--- TO BE DONE ---
Reproduce the stretch of material from the line containing "staircase, with integer pixel coordinates." through the end, replacing "brick" with "timber" and leaving everything else unchanged.

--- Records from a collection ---

============

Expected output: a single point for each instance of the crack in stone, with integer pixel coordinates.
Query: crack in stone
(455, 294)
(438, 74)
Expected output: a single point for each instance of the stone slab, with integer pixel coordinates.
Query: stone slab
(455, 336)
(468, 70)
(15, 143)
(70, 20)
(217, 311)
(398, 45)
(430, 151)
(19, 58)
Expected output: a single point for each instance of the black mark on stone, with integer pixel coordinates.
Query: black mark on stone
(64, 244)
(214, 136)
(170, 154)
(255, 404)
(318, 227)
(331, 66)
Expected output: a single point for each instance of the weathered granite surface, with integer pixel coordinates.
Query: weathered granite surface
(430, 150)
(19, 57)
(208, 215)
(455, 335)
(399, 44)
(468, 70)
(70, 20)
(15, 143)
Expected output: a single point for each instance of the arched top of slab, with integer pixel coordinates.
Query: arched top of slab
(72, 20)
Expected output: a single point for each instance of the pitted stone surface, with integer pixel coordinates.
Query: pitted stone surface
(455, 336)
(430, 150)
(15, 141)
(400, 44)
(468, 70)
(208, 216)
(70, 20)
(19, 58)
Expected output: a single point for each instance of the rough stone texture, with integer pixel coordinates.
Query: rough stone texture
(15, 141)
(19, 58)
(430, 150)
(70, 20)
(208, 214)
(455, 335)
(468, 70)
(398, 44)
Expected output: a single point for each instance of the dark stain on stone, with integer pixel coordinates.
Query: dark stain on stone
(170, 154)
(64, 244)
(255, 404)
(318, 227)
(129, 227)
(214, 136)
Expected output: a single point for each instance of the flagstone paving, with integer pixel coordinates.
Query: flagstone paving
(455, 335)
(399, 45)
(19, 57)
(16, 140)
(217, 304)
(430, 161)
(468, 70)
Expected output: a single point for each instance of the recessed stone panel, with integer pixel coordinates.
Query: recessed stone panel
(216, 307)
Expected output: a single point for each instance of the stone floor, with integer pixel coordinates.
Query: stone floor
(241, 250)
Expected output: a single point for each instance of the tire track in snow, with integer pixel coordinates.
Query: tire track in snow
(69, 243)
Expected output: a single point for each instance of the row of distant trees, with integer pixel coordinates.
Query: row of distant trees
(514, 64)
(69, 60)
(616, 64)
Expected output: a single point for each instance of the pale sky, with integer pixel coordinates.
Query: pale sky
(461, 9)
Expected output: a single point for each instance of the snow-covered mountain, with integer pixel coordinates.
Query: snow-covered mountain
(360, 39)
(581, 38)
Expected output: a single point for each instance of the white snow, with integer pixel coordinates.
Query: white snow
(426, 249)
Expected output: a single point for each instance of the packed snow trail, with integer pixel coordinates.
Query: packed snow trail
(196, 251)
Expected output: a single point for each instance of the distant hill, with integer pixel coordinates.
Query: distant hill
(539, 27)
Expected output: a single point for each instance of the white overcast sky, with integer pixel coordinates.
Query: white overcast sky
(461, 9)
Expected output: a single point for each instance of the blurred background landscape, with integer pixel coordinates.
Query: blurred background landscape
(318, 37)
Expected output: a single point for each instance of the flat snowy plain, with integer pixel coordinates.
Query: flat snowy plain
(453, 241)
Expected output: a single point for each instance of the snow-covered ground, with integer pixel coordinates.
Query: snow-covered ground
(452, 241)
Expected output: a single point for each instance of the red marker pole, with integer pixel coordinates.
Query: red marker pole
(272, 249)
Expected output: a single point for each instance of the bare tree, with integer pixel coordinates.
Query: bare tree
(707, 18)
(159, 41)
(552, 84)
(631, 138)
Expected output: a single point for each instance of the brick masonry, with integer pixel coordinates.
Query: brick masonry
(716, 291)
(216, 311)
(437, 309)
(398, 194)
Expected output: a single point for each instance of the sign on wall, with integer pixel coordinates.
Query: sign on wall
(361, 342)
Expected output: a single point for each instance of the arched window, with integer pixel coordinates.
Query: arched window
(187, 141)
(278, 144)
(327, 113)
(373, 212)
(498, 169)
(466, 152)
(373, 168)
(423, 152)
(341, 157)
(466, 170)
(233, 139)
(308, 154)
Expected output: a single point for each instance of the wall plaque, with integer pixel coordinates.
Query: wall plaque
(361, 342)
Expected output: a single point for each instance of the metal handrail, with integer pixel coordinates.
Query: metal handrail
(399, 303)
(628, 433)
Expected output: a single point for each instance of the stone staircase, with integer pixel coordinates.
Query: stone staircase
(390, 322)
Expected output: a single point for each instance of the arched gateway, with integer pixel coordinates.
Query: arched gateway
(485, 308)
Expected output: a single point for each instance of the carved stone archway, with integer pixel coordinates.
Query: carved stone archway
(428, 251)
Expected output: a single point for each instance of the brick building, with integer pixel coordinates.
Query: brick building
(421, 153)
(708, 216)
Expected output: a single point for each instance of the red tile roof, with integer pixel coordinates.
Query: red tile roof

============

--- CORRECT OUTPUT ---
Expected output: a single point for each instance of the stone staircase, with integer pixel coordinates.
Query: stone staircase
(390, 322)
Expected output: a single point for each instance of the arched gateway, with integer pixel coordinates.
Query: arched gateway
(485, 308)
Expected output: a single point for each instance of the carved stone archway, with integer pixel coordinates.
Query: carved stone archway
(428, 251)
Expected output: a single point for each instance of the timber building, with integer pixel coordinates.
Query: timber building
(421, 153)
(708, 216)
Expected output: a single point for each instance of the red tile roof, with integer pixel coordinates.
Query: red tile roof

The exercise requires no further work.